**Exercise inputs:**
###

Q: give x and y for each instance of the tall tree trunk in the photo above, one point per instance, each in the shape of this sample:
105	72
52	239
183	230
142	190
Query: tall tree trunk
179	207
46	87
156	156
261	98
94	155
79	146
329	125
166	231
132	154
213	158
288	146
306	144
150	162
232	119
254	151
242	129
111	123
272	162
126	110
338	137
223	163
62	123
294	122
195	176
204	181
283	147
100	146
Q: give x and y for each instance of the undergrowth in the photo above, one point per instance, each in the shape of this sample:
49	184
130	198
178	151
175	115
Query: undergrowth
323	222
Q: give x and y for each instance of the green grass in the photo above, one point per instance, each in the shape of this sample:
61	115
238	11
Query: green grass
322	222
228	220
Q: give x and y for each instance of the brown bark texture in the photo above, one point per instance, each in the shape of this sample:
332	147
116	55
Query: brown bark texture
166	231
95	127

###

**Assignment:**
Take every line above that includes the string "this" and return it.

**Task output:**
Q: give x and y for each instance of the tall tree trunk in the photo above, one point per instance, each in the shape of this sample:
Q: give x and y for each instance of the undergrowth in the photo above, one point per instance, each in the shape of this sample:
Q: give x and y for each instance of the green grass in the photo above, one point per instance, each in the shape of this sample:
Q: give x and y for each instance of the brown bark texture in the photo above, one point per instance, each in the shape of this sample:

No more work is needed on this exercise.